> PROBLEM: In the listing beneath this line, copy exactly the lines starting with the one containing "Query: vertical door plank" and going on through the one containing "Query: white clapboard siding".

> MATERIAL PROVIDED:
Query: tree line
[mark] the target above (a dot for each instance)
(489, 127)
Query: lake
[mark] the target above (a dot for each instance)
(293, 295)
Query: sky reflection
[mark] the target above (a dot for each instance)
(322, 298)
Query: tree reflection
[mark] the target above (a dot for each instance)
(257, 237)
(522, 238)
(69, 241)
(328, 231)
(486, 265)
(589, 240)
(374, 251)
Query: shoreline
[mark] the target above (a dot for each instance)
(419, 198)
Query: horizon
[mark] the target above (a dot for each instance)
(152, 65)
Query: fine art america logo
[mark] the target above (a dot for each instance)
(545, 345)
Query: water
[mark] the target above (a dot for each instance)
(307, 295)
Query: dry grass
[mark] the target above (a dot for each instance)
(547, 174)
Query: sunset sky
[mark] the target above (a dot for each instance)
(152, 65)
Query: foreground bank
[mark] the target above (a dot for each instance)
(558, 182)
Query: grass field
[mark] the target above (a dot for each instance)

--

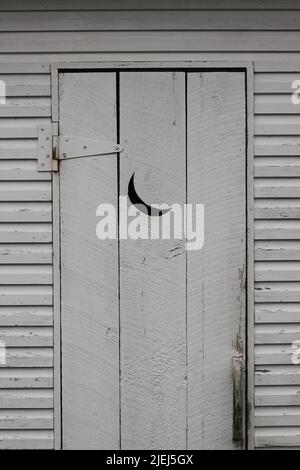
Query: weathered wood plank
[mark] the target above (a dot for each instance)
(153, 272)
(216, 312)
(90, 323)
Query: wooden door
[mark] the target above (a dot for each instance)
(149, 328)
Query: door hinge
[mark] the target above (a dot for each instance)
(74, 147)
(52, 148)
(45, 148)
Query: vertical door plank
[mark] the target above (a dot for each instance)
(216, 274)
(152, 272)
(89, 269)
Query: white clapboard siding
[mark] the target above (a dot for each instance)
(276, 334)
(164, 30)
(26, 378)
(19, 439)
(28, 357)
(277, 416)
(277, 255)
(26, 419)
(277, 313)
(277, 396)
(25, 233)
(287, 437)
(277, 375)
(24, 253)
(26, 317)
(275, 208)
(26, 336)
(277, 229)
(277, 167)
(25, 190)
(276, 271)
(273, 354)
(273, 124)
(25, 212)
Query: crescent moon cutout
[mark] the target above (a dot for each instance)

> RESPONSE BELOW:
Query: vertical door plank
[mark] the target above (a dot for each instance)
(216, 274)
(152, 272)
(89, 269)
Query: white clapboard siding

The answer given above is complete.